Point-per-instance localization data:
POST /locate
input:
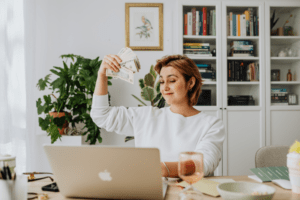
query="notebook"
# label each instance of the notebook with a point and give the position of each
(106, 171)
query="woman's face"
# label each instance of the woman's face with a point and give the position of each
(173, 86)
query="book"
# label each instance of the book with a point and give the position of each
(198, 55)
(197, 23)
(243, 25)
(254, 24)
(247, 23)
(231, 23)
(196, 44)
(234, 24)
(190, 31)
(267, 174)
(203, 65)
(193, 21)
(215, 23)
(185, 24)
(238, 25)
(204, 10)
(278, 90)
(241, 55)
(241, 42)
(251, 20)
(201, 22)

Requirement >> Copy all of the records verbatim, omitting the pictures.

Answer area >>
POST /locate
input:
query="notebook"
# label each instance of the notebook with a point and give the position of each
(106, 171)
query="woman's face"
# label each instance of the woman's face with a point and give the position of each
(173, 86)
query="book"
# label each instance of the book with a point and give the position of each
(198, 55)
(197, 23)
(243, 25)
(254, 24)
(247, 23)
(231, 23)
(196, 44)
(234, 24)
(190, 31)
(267, 174)
(203, 65)
(193, 21)
(215, 23)
(185, 24)
(238, 25)
(204, 10)
(278, 90)
(241, 55)
(241, 42)
(251, 20)
(201, 22)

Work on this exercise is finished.